How many lines in the material below contain the word "orange"? Reply with the number alone.

---------- DATASET ROWS

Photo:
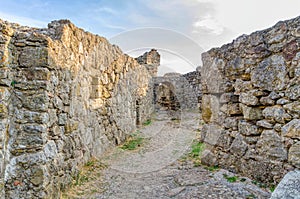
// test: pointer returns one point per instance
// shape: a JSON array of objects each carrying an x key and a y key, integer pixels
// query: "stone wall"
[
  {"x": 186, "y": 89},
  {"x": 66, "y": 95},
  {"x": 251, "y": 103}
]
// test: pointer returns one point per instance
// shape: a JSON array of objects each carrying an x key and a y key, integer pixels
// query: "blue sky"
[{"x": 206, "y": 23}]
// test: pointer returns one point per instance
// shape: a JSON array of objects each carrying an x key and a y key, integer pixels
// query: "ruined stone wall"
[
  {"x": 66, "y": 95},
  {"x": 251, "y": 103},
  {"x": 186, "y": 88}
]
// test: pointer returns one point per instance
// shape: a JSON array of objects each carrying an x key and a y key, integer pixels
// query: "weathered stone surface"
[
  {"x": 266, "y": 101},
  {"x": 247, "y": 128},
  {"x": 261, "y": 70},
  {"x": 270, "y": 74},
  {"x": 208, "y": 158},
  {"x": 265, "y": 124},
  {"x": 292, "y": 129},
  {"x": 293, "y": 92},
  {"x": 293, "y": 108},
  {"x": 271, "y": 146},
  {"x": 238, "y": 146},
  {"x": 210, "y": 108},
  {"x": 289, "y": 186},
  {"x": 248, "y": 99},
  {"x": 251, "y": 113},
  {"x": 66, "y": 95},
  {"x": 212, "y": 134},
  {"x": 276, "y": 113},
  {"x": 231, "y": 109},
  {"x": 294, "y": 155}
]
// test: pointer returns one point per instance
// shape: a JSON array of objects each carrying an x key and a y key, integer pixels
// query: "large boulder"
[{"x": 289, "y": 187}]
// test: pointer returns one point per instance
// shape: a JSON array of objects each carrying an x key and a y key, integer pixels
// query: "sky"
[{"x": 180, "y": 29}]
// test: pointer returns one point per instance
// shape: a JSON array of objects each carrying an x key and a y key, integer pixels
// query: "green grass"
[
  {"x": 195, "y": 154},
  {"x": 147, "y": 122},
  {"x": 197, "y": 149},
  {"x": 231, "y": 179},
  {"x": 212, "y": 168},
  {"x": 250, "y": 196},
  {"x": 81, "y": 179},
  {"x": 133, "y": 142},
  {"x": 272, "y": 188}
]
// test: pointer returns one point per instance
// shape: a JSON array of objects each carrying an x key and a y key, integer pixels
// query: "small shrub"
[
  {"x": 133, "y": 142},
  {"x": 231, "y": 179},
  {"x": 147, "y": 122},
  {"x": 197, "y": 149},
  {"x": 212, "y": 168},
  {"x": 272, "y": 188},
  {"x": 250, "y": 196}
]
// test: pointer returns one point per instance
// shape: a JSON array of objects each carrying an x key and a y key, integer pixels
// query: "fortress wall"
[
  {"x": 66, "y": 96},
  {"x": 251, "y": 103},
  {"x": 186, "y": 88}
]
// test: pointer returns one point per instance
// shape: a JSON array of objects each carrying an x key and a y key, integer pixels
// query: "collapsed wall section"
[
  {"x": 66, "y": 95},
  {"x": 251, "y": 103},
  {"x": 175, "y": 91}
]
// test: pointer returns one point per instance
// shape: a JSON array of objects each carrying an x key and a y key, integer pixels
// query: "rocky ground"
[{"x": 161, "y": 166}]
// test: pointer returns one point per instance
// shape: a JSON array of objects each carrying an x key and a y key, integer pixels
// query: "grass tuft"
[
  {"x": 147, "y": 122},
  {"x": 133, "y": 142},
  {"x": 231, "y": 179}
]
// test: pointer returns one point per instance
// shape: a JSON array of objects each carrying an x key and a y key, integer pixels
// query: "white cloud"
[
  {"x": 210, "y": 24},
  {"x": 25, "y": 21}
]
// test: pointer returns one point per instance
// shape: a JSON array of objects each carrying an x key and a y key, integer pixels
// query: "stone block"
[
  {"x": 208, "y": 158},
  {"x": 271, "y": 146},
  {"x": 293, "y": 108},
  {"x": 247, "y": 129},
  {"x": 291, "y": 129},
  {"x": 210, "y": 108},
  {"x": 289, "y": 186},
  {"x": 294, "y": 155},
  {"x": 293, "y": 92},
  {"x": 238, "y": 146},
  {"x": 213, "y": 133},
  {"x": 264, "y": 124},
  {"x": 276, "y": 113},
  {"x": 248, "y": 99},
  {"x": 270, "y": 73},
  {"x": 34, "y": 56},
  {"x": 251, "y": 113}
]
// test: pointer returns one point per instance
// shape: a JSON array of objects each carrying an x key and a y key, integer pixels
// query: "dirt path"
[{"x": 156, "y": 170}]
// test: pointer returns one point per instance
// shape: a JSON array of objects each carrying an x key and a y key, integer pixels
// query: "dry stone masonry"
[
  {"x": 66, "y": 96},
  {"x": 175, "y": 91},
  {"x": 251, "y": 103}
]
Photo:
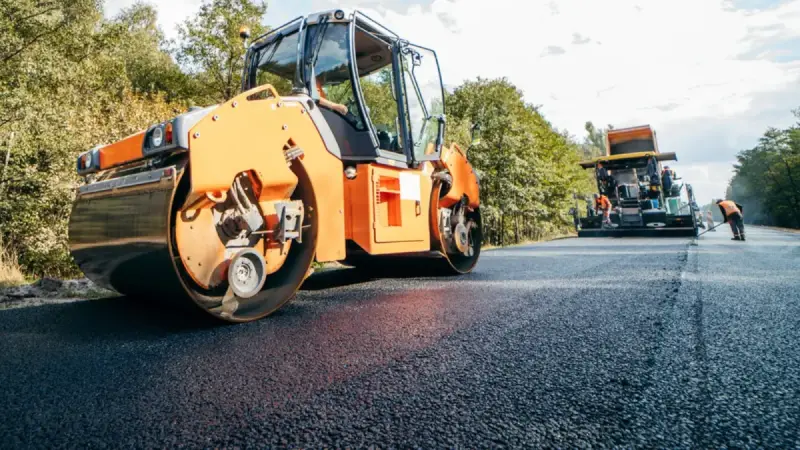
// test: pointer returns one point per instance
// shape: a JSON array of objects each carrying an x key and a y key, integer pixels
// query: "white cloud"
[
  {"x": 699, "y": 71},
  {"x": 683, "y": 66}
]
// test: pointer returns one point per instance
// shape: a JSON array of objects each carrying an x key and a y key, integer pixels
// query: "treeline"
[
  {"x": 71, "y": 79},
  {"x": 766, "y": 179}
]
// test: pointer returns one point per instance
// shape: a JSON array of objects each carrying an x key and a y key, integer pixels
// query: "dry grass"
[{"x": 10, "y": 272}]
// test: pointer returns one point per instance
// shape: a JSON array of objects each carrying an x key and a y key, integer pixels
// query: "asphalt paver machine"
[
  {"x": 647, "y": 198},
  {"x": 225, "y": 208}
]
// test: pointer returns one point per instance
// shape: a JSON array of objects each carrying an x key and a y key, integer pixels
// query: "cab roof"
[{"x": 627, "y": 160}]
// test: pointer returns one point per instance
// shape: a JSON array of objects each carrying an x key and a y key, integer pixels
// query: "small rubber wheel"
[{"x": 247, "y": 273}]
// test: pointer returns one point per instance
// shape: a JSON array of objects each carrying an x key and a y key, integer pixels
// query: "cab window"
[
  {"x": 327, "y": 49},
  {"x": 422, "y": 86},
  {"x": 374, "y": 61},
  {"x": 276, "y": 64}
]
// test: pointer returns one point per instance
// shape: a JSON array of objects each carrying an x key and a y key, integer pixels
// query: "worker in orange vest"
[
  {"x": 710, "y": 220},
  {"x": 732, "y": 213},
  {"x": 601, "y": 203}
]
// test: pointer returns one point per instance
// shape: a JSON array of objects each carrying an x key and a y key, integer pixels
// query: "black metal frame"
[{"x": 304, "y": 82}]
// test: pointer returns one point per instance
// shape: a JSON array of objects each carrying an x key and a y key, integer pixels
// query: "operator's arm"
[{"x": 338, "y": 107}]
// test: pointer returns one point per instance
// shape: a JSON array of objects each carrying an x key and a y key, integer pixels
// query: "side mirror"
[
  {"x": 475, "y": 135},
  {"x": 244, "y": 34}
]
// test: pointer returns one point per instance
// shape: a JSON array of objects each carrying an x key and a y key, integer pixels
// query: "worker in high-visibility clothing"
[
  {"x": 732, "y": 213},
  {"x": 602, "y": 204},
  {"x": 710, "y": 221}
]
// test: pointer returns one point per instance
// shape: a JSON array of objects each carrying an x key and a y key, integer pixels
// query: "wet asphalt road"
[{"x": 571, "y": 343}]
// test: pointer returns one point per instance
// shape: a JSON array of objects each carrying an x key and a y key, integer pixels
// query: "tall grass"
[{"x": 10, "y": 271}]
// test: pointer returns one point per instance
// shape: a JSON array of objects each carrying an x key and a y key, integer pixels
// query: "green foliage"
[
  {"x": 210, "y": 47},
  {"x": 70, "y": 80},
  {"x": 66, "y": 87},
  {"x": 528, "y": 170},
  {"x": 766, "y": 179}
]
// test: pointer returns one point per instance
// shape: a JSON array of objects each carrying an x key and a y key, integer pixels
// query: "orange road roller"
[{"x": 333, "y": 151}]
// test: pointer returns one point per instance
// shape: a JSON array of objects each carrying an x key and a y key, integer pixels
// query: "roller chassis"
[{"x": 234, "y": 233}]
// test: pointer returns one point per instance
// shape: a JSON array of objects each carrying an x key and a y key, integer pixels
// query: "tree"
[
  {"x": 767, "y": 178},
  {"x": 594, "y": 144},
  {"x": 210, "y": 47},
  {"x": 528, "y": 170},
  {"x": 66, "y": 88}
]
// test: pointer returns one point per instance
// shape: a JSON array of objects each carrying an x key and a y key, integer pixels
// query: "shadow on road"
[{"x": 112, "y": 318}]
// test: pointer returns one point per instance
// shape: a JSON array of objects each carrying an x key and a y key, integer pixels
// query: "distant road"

--------------------

■ THE SOLUTION: 2